* Records shown *
********************

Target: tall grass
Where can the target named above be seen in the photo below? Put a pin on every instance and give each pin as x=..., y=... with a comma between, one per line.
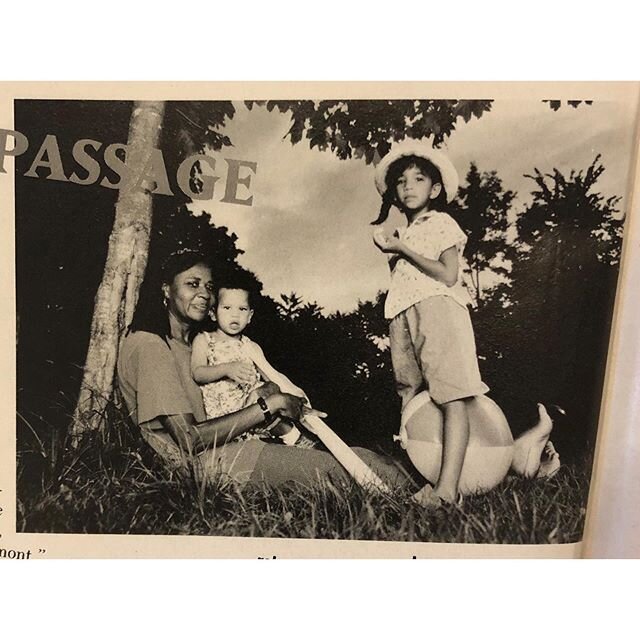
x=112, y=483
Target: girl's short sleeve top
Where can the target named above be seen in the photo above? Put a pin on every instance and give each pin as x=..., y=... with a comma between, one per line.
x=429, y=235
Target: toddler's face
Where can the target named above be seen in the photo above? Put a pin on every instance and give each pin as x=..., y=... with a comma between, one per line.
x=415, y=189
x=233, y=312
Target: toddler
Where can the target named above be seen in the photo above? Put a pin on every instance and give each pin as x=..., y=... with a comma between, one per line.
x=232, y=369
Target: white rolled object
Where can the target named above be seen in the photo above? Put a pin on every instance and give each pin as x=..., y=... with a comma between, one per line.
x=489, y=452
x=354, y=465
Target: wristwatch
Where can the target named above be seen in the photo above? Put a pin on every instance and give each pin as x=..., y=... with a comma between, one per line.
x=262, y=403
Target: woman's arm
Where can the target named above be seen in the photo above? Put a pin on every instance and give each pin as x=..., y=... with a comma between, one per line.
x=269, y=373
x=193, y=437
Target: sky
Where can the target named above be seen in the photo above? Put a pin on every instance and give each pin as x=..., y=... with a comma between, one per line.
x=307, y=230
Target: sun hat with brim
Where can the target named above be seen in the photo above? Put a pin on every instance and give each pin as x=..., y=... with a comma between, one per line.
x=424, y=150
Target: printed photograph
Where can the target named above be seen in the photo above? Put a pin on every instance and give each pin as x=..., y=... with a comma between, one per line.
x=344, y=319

********************

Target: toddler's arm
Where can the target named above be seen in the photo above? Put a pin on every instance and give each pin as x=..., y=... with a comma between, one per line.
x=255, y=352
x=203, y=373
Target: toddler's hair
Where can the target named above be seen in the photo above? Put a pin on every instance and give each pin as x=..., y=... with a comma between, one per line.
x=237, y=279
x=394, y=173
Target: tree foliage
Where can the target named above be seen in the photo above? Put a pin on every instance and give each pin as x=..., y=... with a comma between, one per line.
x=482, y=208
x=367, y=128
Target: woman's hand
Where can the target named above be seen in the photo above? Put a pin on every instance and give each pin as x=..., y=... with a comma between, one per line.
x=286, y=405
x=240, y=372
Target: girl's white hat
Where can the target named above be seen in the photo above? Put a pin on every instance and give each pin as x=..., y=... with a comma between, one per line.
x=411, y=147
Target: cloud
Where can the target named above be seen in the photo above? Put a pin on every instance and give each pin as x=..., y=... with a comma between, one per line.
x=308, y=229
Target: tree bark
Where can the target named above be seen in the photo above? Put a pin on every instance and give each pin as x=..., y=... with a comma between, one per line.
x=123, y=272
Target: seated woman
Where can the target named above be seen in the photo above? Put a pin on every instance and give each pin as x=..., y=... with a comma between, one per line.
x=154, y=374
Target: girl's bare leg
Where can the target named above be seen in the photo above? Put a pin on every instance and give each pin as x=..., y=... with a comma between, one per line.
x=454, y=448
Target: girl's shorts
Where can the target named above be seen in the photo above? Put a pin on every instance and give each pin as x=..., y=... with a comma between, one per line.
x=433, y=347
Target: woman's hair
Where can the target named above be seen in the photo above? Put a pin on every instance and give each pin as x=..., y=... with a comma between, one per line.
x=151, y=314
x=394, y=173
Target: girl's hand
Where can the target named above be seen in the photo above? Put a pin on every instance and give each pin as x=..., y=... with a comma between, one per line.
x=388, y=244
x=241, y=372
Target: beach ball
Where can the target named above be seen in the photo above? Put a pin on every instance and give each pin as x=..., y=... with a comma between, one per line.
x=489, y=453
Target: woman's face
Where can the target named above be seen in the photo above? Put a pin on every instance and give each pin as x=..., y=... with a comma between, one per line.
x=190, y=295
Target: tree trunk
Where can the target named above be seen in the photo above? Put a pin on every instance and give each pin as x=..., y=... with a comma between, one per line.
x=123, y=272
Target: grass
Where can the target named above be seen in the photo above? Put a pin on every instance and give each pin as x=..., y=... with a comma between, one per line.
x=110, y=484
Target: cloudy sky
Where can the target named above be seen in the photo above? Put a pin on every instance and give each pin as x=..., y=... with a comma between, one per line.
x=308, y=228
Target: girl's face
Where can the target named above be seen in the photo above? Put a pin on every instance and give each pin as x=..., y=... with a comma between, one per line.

********************

* Brief *
Could you output exactly the lines above, from the line with "Target: tall grass" up to and including the line with "Target: girl's short sleeve top", and nothing else, skipping the pictures?

* Your response *
Target: tall grass
Where can the target named above be seen in the photo below? Put a pin on every instance and give each pin as x=..., y=... with a comma between, one per line.
x=112, y=483
Target: girl's short sleeve top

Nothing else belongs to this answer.